Document excerpt:
start

# In an Emergency Pinch



## CURLS (Nov 8, 2006)

This question is based on a hypathetical situation, which may actually happen.

The story is a high school production I know is currently rehearsing in hell week or one or two weeks prior(not quite sure don't quite know the whole scenario). I have been recently told that the guy who is mixing the show(an old friend) made a bad decision and will likely not be able to perform his job during the nites of the show b/c of discipline through the school. His fault at hand in my oppinion was not having a backup or someone that knows enough to fall back on in case of this scenario or something like it. 
Here is where the situation gets dicey, I have been approached to possibly step in last minute and learn the show in a week. Which, one I don't really have a problem with since I went to this high school and have high knowledge of the equipment.

The hypathetical part is I have been commented to that I could be possibly paid for doing this last minute favor. The Q is how much would most high schools be willing to pay for a last minute gig in which a professional would stand in?


----------



## kovacika (Nov 8, 2006)

they would pay you as little as they could get away with, but if you spec a price chances are they will go with whatever you ask for, as long as its not outrageous


----------



## soundlight (Nov 8, 2006)

Negotiate with them. Many high schools have a fixed budget, most of which is used up by tech week. Give them a decent fee, and see if they can swing it. They may not be able to, but give it a go.


----------



## jwl868 (Nov 9, 2006)

Let me start by stating that I may be reading more into the original post than there really is. But one doesn’t need three paragraphs to ask the going rate of tech work, and the phrase “,,,paid for doing this last minute favor,,,” sticks out. [My premise: If I’m doing someone a favor, I don’t expect any compensation.]

That being said, the other questions that need to be considered first are: Was the original guy being paid? Are you giving up gainful other employment or otherwise need this as a paying job to do the work in question? If either is yes, there should be no problems about asking for payment. (And is the potential payment really there: The original post sounds like there is some understanding that the work would be done free of charge, but if the school can’t get their first choice, then they may have to go elsewhere and pay for that service.)

end

Objective 1: Print the passage of the forum thread that begins at the words "This question is" and stops after the words "something like it.".
The forum thread has no connection to the listing that comes after it.

Region segmentation data:
start

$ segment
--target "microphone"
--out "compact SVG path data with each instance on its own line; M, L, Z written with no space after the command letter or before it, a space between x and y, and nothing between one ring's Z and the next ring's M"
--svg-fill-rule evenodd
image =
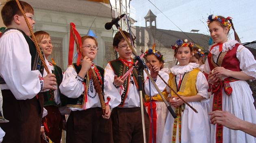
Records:
M111 22L106 23L106 24L105 24L105 28L107 30L109 30L111 29L113 25L118 22L119 20L123 18L125 15L125 14L123 14L118 17L112 19Z

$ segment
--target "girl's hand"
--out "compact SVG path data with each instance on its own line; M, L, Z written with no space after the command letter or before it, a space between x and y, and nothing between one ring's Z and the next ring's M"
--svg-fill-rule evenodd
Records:
M114 84L116 85L120 86L124 84L124 80L121 80L120 77L117 78L117 76L115 75L114 76Z
M110 111L110 107L109 105L106 106L106 111L105 111L105 114L102 115L102 117L105 119L108 119L110 117L110 114L111 114L111 111Z
M219 80L219 79L216 76L215 74L212 74L211 72L210 72L210 74L209 74L209 76L208 76L208 83L213 84L217 82Z
M218 67L213 69L213 74L216 74L217 77L225 79L227 77L231 76L232 72L222 67Z
M183 99L185 99L186 98L186 97L182 96L181 96L180 97ZM174 100L174 99L172 99L173 102L171 104L171 105L173 106L177 107L184 103L184 102L181 100L178 97L175 97L175 99L176 99L175 100Z
M158 72L160 70L160 67L157 65L154 65L150 69L150 76L153 78L156 78Z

end

Objective 2: Output the lines of the listing unchanged, beginning at its first line and stopping after the line that contains "M111 22L106 23L106". Leave the pictures out of your answer.

Response 1:
This question is based on a hypathetical situation, which may actually happen.

The story is a high school production I know is currently rehearsing in hell week or one or two weeks prior(not quite sure don't quite know the whole scenario). I have been recently told that the guy who is mixing the show(an old friend) made a bad decision and will likely not be able to perform his job during the nites of the show b/c of discipline through the school. His fault at hand in my oppinion was not having a backup or someone that knows enough to fall back on in case of this scenario or something like it.

Response 2:
$ segment
--target "microphone"
--out "compact SVG path data with each instance on its own line; M, L, Z written with no space after the command letter or before it, a space between x and y, and nothing between one ring's Z and the next ring's M"
--svg-fill-rule evenodd
image =
Records:
M111 22L106 23L106 24L105 24L105 28L107 30L109 30L111 29L113 25L118 22L119 20L123 18L125 15L125 14L123 14L118 17L112 19Z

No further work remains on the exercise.